### Supplied text
● ● ● ● ● ● ●
Cheap oil also fueled a zero sum global competition for access to resources -- particularly cheap oil -- and for the military superiority required to secure that access. The United States combined the global projection of military power with the global projection of economic and cultural power to achieve unchallenged global dominance as the sole reigning superpower.

Cheap oil is no more and the global projection of military and economic power it made possible is no longer viable. In May 2008 the price of oil hit a new high of $135 a barrel in contrast to the historic inflation adjusted price of $27.00. We are only beginning to awake as a nation to the reality that our reign as a global superpower is coming to an abrupt end. (See the summer 2008 issue of YES! Magazine.) If we hold to business as usual, we will exhaust what remains of our power and credibility in a bloody and violent no win-competition to consume the last tree, fish, drop of oil, drink of potable water, and breath of clean air -- sealing our own fate as well as that of our species.
● ● ● ● ● ● ●
### Task 1
Answer these questions from the cheap-oil passage:
(a) Besides military power, what did the United States project globally to reach unchallenged dominance?
(b) What price per barrel did oil reach in May 2008?
(c) Which magazine issue does the passage point readers to?
### Task 2
Quote the stretch of the cheap-oil passage from "Cheap oil is" through "of our species.".
● ● ● ● ● ● ●
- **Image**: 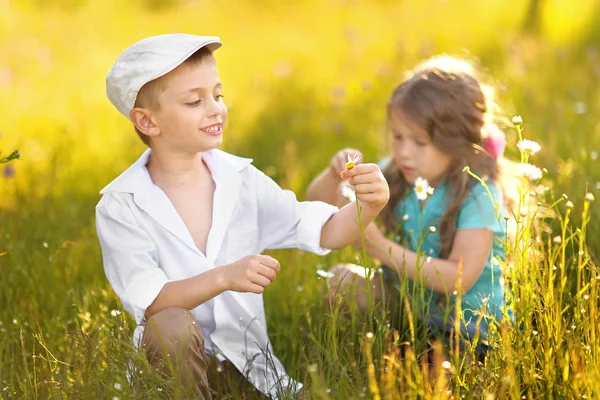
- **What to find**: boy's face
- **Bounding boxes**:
[151,57,227,154]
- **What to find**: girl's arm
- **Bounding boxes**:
[366,225,494,294]
[306,149,362,207]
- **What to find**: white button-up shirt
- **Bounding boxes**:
[96,149,337,398]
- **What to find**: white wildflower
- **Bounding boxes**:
[317,269,335,279]
[346,154,360,169]
[517,139,542,156]
[519,163,542,181]
[415,178,432,201]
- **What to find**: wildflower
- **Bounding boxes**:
[342,185,356,201]
[415,178,433,201]
[485,124,506,159]
[346,154,360,169]
[519,163,542,181]
[317,269,335,279]
[2,165,15,179]
[585,192,596,203]
[517,139,542,156]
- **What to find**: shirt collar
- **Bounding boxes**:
[100,149,252,194]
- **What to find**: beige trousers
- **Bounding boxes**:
● ● ● ● ● ● ●
### Response area 1
(a) Economic and cultural power.
(b) $135 a barrel.
(c) The summer 2008 issue of YES! Magazine.

### Response area 2
Cheap oil is no more and the global projection of military and economic power it made possible is no longer viable. In May 2008 the price of oil hit a new high of $135 a barrel in contrast to the historic inflation adjusted price of $27.00. We are only beginning to awake as a nation to the reality that our reign as a global superpower is coming to an abrupt end. (See the summer 2008 issue of YES! Magazine.) If we hold to business as usual, we will exhaust what remains of our power and credibility in a bloody and violent no win-competition to consume the last tree, fish, drop of oil, drink of potable water, and breath of clean air -- sealing our own fate as well as that of our species.